REQUIREMENT A
According to the film-review excerpt, who played the title role of Captain Marvel?

At first willing to play-act the role of benevolent despot with his miniaturized captives, Thorkel reveals the more sinister side of his personality by abruptly murdering Bullfinch in cold blood (easily the film's most frightening sequence).

The rest of the picture details the escape efforts of the three pint-sized protagonists as they hack their way through a jungle of gigantic foliage and do battle with oversized wildlife. Though the cheery Technicolor hues tend to dilute the "scare" quotient in Dr. Cyclops, the special effects are superbly convincing throughout. The film was Oscar nominated for Best Effects.





1941 - Adventures of Captain Marvel

7.2

Adventures of Captain Marvel is a twelve-chapter film serial directed by John English and William Witney for Republic Pictures, adapted from the popular Captain Marvel comic book character then appearing in Fawcett Comics publications such as Whiz Comics and Captain Marvel Adventures. It starred Tom Tyler in the title role of Captain Marvel and Frank Coghlan, Jr. as his alter ego, Billy Batson.

This serial was the twenty-first of the sixty-six serials produced by Republic and their first comic book adaptation, not counting comic strips. The serial featured an adaptation of the Fawcett Comics superhero, placed within an original story. He fights a masked criminal mastermind called The Scorpion who is determined to gain control of a powerful weapon disguised as a scorpion figurine.

Harmon and Glut claim that Adventures of Captain Marvel is "unquestionably one of the finest movie serials ever made, possible the best with the exception of the three Flash Gordon epics." Cline describes this as one of the most outstanding of all serials and Republic's "masterpiece." He writes that Tyler's "striking performance...remains in thousands of minds as the most memorable serial hero of all time - bar none."

TASK DATA
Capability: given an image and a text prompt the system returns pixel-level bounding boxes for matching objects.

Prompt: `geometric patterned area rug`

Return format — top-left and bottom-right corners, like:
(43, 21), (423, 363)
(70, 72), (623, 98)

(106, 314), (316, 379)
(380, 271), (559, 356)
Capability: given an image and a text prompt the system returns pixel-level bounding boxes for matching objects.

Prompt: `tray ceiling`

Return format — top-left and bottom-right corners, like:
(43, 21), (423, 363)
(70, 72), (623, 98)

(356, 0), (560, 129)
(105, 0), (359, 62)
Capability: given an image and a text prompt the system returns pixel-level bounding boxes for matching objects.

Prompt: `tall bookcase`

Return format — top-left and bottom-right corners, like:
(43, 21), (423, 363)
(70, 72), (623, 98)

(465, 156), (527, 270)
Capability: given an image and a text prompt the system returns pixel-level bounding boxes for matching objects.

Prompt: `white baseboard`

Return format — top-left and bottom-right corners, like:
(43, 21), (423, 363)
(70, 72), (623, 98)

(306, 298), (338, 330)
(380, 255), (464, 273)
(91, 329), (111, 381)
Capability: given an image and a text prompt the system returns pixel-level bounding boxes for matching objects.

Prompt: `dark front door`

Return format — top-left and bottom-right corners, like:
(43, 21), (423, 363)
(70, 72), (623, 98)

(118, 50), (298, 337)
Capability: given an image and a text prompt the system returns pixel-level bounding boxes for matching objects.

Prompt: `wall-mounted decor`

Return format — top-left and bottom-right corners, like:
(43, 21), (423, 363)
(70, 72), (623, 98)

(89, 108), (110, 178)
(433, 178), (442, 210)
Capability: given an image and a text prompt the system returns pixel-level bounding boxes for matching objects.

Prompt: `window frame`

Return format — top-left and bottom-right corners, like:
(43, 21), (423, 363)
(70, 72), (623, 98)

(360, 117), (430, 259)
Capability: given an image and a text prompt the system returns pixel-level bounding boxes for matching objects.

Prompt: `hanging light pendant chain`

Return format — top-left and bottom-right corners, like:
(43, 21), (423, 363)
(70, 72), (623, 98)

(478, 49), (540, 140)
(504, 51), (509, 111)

REQUIREMENT B
Rewrite the records from their first line through the line with "(380, 271), (559, 356)". Replace "rug" with "carpet" and leave every other part of those lines unchanged.

WORKED SOLUTION A
Tom Tyler

WORKED SOLUTION B
Capability: given an image and a text prompt the system returns pixel-level bounding boxes for matching objects.

Prompt: `geometric patterned area carpet`

Return format — top-left and bottom-right corners, like:
(43, 21), (423, 363)
(70, 72), (623, 98)

(106, 314), (316, 379)
(380, 271), (559, 356)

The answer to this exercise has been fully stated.